··· SUPPLIED MATERIAL ···
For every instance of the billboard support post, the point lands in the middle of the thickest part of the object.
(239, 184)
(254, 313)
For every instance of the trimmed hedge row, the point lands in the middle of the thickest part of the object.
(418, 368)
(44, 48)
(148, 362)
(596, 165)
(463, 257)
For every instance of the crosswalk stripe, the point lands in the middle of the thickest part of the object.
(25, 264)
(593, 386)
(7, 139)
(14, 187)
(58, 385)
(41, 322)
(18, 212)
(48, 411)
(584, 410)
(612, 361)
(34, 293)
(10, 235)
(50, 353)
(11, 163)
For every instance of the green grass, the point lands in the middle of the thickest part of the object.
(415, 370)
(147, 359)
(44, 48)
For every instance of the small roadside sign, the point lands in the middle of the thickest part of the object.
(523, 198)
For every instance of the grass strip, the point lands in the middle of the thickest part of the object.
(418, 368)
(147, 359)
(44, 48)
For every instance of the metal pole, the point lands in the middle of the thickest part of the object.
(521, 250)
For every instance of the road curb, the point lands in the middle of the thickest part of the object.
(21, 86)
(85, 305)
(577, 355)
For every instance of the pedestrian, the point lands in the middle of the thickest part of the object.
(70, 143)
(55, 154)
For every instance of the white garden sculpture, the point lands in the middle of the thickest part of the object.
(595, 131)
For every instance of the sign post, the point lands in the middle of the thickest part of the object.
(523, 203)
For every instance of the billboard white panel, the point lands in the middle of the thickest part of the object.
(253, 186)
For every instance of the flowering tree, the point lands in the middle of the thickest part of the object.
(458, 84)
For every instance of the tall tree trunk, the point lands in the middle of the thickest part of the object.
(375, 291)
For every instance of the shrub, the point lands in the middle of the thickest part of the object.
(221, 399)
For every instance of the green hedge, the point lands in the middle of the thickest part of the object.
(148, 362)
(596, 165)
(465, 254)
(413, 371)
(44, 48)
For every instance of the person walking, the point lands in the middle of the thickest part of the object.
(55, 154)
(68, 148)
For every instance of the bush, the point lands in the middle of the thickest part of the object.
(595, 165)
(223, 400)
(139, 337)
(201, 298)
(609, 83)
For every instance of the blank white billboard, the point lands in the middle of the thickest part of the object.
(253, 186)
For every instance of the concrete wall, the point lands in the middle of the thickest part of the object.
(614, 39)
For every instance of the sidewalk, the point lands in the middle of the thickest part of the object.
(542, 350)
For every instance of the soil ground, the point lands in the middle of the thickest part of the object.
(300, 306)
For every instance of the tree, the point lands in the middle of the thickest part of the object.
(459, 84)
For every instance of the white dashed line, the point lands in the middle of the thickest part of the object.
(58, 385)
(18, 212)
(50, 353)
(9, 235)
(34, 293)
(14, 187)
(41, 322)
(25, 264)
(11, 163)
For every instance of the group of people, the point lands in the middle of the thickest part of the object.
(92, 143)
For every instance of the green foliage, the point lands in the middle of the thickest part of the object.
···
#### DIRECTION:
Format the listing above as a numbered list, starting at the line that contains "For every instance of the group" and ending at the last line of the listing, with both ends included and blank lines omitted.

#### THE ANSWER:
1. For every instance of the group of people, the point lands in the middle of the thickest part of the object.
2. (92, 143)
3. For every instance of the green foliage, the point lands in the middle of the thickest part of the object.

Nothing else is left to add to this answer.